§ **What to produce**
Please restate the data word for word.
START Entries provided
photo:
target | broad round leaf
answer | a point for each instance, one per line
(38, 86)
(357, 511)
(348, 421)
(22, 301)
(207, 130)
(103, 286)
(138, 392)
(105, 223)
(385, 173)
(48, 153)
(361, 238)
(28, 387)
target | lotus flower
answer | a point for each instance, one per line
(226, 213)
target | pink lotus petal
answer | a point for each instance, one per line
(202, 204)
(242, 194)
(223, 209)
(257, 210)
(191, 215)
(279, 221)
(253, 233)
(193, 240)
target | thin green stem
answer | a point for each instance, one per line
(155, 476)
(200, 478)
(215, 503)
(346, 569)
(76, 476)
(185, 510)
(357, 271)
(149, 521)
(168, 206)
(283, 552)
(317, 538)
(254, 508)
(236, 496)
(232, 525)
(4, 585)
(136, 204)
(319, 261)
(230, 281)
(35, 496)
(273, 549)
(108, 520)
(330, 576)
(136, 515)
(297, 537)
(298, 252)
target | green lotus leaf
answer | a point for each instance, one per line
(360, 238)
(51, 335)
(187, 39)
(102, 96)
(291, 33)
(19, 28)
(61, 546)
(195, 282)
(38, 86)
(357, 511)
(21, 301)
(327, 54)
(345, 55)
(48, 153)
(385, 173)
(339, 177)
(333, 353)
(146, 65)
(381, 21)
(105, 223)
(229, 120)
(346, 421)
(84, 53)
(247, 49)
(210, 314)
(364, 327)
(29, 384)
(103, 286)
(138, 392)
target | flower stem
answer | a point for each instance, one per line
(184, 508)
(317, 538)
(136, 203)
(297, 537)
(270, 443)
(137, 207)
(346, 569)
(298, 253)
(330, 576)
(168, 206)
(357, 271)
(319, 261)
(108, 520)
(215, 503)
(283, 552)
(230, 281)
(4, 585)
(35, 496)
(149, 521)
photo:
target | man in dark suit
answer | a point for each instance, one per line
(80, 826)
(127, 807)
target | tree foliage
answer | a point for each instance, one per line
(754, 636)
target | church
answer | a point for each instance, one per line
END Entries provided
§ **Solution for this problem**
photo:
target | broad round leaf
answer | a point for each instance, one per line
(38, 86)
(357, 511)
(348, 421)
(22, 301)
(207, 130)
(103, 286)
(138, 392)
(105, 223)
(385, 173)
(48, 153)
(361, 238)
(28, 387)
target | lotus flower
answer | a point for each instance, one per line
(226, 213)
target | pink lotus petal
answer | a point for each instance, one per line
(202, 204)
(242, 194)
(223, 209)
(257, 210)
(191, 215)
(279, 221)
(253, 233)
(193, 240)
target | thin green stem
answer | a point for each instance, one per line
(155, 476)
(200, 478)
(215, 503)
(346, 569)
(76, 476)
(185, 510)
(357, 271)
(149, 521)
(168, 206)
(283, 552)
(317, 538)
(254, 508)
(236, 496)
(232, 525)
(4, 585)
(136, 204)
(319, 261)
(230, 281)
(35, 496)
(273, 549)
(108, 520)
(330, 576)
(136, 515)
(297, 537)
(298, 252)
target | green lotus leaf
answer | a point for each instance, one per line
(360, 238)
(51, 335)
(187, 39)
(102, 96)
(291, 33)
(19, 28)
(61, 546)
(195, 282)
(38, 86)
(357, 511)
(21, 301)
(327, 54)
(345, 55)
(48, 153)
(385, 173)
(339, 177)
(333, 353)
(146, 65)
(381, 21)
(105, 223)
(229, 120)
(346, 421)
(84, 53)
(247, 49)
(210, 314)
(364, 327)
(29, 384)
(103, 286)
(138, 392)
target | flower stem
answer | a point for each instance, one per line
(184, 508)
(317, 538)
(136, 203)
(297, 537)
(270, 443)
(137, 207)
(346, 569)
(298, 253)
(330, 576)
(168, 206)
(357, 271)
(319, 261)
(108, 520)
(215, 503)
(283, 552)
(230, 281)
(4, 585)
(35, 496)
(149, 521)
photo:
target | man in dark suit
answer | a point for each instance, one per line
(80, 826)
(127, 807)
target | tree foliage
answer | a point for each instance, one per line
(754, 636)
target | church
answer | a point for each instance, one per line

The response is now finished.